= GIVEN EXERCISE =
Rewrite every one of the lines below as a numbered list, skipping the blank lines and leaving out the pictures.

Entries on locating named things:
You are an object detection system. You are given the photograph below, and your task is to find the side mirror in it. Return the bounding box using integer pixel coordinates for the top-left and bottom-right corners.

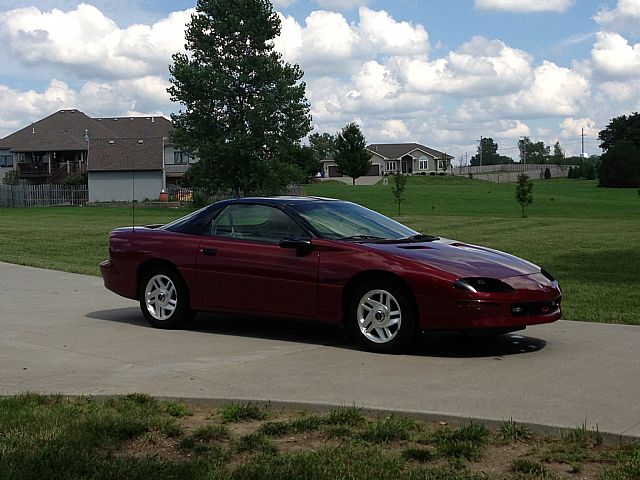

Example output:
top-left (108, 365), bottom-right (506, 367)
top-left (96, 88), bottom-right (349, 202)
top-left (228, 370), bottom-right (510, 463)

top-left (279, 238), bottom-right (313, 257)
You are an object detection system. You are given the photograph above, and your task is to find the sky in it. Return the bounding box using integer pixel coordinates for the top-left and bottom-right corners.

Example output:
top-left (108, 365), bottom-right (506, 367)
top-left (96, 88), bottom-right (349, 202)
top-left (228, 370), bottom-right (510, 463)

top-left (0, 0), bottom-right (640, 164)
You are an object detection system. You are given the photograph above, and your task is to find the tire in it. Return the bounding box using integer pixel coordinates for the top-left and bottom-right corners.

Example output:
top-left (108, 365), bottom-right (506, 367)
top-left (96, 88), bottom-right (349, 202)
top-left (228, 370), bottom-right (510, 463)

top-left (139, 267), bottom-right (195, 329)
top-left (347, 279), bottom-right (417, 353)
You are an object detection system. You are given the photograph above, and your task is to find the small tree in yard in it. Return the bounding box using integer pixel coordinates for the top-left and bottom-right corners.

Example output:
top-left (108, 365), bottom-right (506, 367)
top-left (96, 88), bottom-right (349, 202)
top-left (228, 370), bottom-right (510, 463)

top-left (391, 173), bottom-right (407, 215)
top-left (333, 122), bottom-right (371, 185)
top-left (516, 173), bottom-right (533, 218)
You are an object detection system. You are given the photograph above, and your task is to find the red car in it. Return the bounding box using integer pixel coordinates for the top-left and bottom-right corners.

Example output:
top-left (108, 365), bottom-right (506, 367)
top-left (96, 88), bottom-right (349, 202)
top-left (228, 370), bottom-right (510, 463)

= EXERCISE OUTPUT =
1. You are an object detection system. You are given the photograph below, and your task is to find the side mirror in it. Return the bounding box using integer pixel coordinates for the top-left and bottom-right corners.
2. Example output:
3. top-left (108, 365), bottom-right (506, 367)
4. top-left (96, 88), bottom-right (349, 202)
5. top-left (228, 370), bottom-right (510, 463)
6. top-left (279, 238), bottom-right (313, 257)
7. You are an object detection system. You are given the photograph above, and your task is to find the sky in it. Return the bounding box using integer pixel coordinates for the top-left and bottom-right corners.
8. Example output:
9. top-left (108, 365), bottom-right (506, 367)
10. top-left (96, 88), bottom-right (349, 202)
11. top-left (228, 370), bottom-right (510, 463)
12. top-left (0, 0), bottom-right (640, 164)
13. You are an object detection system. You are given the photograph above, and your task is to find the tire in it. Return the bounding box using integer pixel coordinates for the top-left and bottom-right corners.
14. Example output:
15. top-left (108, 365), bottom-right (506, 367)
16. top-left (96, 88), bottom-right (349, 202)
17. top-left (228, 370), bottom-right (510, 463)
18. top-left (139, 267), bottom-right (195, 329)
19. top-left (347, 279), bottom-right (417, 353)
20. You are an object detection system. You are given the photograph above, and your task is to find the small tree in yard in it. Return the bounding box using integer pixel coordinates for the top-left and bottom-right corners.
21. Example output:
22. top-left (108, 365), bottom-right (506, 367)
23. top-left (96, 88), bottom-right (349, 202)
24. top-left (228, 370), bottom-right (510, 463)
25. top-left (391, 173), bottom-right (407, 215)
26. top-left (333, 122), bottom-right (371, 185)
27. top-left (516, 173), bottom-right (533, 218)
28. You are an object detection system. You are given the photograph above, and your task is to find the red car in it. Return the bounding box using integer pixel coordinates for the top-left and bottom-right corners.
29. Example output:
30. top-left (108, 365), bottom-right (506, 367)
31. top-left (96, 88), bottom-right (349, 202)
32. top-left (228, 370), bottom-right (510, 463)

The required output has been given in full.